**WHAT TO PRODUCE**
Transcribe the records in full, keeping every character as it is.

**ENTRIES SUPPLIED**

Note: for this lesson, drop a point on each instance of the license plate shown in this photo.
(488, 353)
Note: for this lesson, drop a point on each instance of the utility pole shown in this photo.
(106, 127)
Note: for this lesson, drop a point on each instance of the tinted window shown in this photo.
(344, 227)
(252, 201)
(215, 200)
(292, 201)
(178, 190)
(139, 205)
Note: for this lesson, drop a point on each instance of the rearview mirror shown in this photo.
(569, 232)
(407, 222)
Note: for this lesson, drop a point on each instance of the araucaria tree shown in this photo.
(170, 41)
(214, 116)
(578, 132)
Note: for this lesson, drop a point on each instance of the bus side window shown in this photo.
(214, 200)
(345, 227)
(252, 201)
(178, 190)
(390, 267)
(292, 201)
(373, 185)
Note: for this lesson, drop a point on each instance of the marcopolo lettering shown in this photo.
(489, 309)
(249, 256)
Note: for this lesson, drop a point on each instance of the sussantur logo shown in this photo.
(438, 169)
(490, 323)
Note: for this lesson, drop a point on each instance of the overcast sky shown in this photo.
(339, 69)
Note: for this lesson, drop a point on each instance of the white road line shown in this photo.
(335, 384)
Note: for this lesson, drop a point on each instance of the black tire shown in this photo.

**SOLUTION FOR THIS TASK**
Note: for this lesson, drop a point on each instance of the license plate shown in this photo.
(488, 353)
Note: for this lesson, drop a point on each instance of the utility pole shown in this photo.
(106, 127)
Note: for this lesson, drop a point on each instance of the tinted window shown in this photo.
(344, 227)
(252, 201)
(215, 200)
(292, 201)
(178, 190)
(139, 205)
Note: for this lesson, drop a point on each instance of the rearview mirror shown in this photo.
(569, 232)
(407, 222)
Note: for this lesson, drop a point on each instance of the araucaria tree shown in this photo.
(170, 41)
(214, 116)
(578, 132)
Note: for this lesson, drop a point on each instance of the bus side window shown in this photo.
(214, 200)
(345, 227)
(252, 201)
(178, 190)
(390, 267)
(292, 201)
(373, 185)
Note: for this lesson, drop a point on each instance of the marcopolo lettering shown in this photo.
(489, 309)
(249, 256)
Note: for this lesson, drop a point on each instance of the sussantur logo shown in this photo.
(438, 169)
(490, 323)
Note: for this lesson, drop a point on each instance of the overcast sky shown in this photo.
(339, 69)
Note: for this lesson, drop a point on each instance of the white road line shown in this photo.
(335, 384)
Note: for this lesson, drop a point on each instance of the black tire shown in this photo.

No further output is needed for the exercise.